• [Источник]
'''
Из всех бухарцев, учившихся в Стамбуле, самой значительной фигурой стал Абдурауф Фитрат (1886–1938), один из главных героев этой книги. Фитрат был сыном процветающего купца и проучился в Стамбуле четыре бурных года, с 1909-го по 1913-й. То были годы, когда надежды, пробужденные конституционной революцией, потерпели крушение в результате войн в Ливии и на Балканах, а также споров о будущем империи – о том, «как спасти государство», – которые разгорелись в печати. Позднеосманский исламизм (политическое направление, в рамках которого ислам рассматривается как наиболее значительный фактор единения с целью спасения империи) был тесно связан с тюркизмом [Khalid 2001], и Фитрат очень живо интересовался этими спорами. О деятельности Фитрата в Стамбуле, помимо его учебы в медресе ул-Вайзин, известно мало: то была реформированная медресе с широкой программой, включавшей тюркскую историю, которую преподавал Юсуф Акчурин, один из виднейших идеологов тюркизма [47]. Впервые Фитрат выступил в печати на страницах журнала «Хикмет» и был близок с другими эмигрантами из Российской империи. Как бы то ни было, этот опыт оказался для него очень важным и навсегда изменил его образ мышления.
Пребывание в Стамбуле превратило Фитрата в патриота Бухары. Его первая книга, короткий трактат под названием «Спор бухарского мударриса с одним европейцем в Индии по поводу новометодных школ», посвящена вопросу о том, дозволительно ли (с точки зрения ислама) и необходимо ли современное образование для мусульман Бухары. Позиция Фитрата, озвученная европейцем, основана исключительно на доводе об укреплении своей мощи: «Трудись не покладая рук до тех пор, пока не обретешь то же самое, что позволило христианам победить тебя» [Фитрат 1911а: 31]. Это лишь один из нескольких случаев, когда Фитрат использовал образ жесткого в своих суждениях, но сочувственно настроенного внешнего наблюдателя в качестве выразителя основных задач реформы. «Спор…» обрел в Средней Азии достаточную известность (Махмудходжа Бехбуди опубликовал его в узбекском переводе; подробнее о Бехбуди см. далее в этой главе), чтобы эмир запретил ввозить эту книгу в свои владения. Гораздо более значительным оказался его труд «Рассказы индийского путешественника», где Фитрат использует образ заезжего индийца, с тем чтобы высказать критическое отношение к текущему положению дел в Бухаре. Странствуя по Бухаре, индиец отмечает хаос и беспорядок на улицах, отсутствие каких-либо мер в области гигиены и здравоохранения, полное отсутствие экономического планирования и общественного образования, а также падение нравов и бытование ненадлежащих религиозных практик. Правительственные чиновники не пекутся о государственном благе; улемы «пьют у людей кровь», а простые люди страдают от собственного невежества. Необходимо, чтобы эмир исполнял свои обязанности владыки мусульман и установил порядок, обеспечив людям современное образование, общественное здравоохранение и сформировав экономическую политику [Фитрат 1912]. Путешественник из Индии, разумеется, лишь литературный образ. Те решения, которые он предложил, к Индии имеют мало отношения: все они связаны с надеждами и стремлениями позднеосманских реформистов, а также с этатизмом младотурок.
'''
• [Задания]
1. Изложите фрагмент о Фитрате в двух предложениях.
2. Соответствуют ли фрагменту о Фитрате следующие утверждения: (a) Фитрат учился в Стамбуле четыре года; (b) эмир разрешил распространять «Спор…» в своих владениях; (c) тюркскую историю в медресе ул-Вайзин преподавал Махмудходжа Бехбуди? Ответ подкрепите цитатой.
Эти записи для работы не понадобятся.

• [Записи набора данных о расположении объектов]
'''
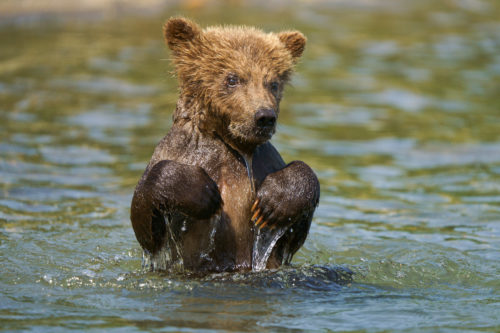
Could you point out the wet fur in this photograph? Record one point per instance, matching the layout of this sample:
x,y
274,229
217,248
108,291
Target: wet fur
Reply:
x,y
198,173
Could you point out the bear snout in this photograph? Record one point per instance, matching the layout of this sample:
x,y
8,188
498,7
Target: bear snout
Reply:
x,y
265,118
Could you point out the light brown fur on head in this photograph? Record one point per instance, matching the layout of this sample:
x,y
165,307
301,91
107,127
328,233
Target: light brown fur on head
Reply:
x,y
227,74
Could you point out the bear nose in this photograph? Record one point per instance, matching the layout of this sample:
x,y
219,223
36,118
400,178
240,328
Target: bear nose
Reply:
x,y
265,117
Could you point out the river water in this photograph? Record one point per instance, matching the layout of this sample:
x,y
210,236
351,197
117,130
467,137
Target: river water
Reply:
x,y
395,105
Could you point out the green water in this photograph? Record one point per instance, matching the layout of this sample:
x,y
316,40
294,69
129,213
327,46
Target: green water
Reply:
x,y
396,106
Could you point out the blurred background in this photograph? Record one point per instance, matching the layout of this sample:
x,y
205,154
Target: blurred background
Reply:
x,y
395,105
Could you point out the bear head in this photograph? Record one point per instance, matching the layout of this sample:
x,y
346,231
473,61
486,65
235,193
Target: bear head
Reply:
x,y
231,78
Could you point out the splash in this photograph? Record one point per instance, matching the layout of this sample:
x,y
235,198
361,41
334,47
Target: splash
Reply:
x,y
264,241
168,260
263,245
248,164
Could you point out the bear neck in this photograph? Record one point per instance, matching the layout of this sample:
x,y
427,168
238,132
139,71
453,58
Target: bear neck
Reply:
x,y
189,112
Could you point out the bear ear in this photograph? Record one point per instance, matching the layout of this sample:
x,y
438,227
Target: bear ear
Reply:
x,y
179,30
294,41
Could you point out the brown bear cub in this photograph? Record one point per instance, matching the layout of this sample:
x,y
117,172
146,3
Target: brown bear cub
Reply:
x,y
215,185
'''
• [Ответы к заданиям]
1. Абдурауф Фитрат, сын процветающего купца, учился в Стамбуле с 1909 по 1913 год, и этот опыт навсегда изменил его образ мышления и превратил его в патриота Бухары. В трудах «Спор…» и «Рассказы индийского путешественника» он устами внешнего наблюдателя отстаивал современное образование и критиковал текущее положение дел в Бухаре.

2.
(a) Да: «проучился в Стамбуле четыре бурных года, с 1909-го по 1913-й».
(b) Нет: «чтобы эмир запретил ввозить эту книгу в свои владения».
(c) Нет: «которую преподавал Юсуф Акчурин».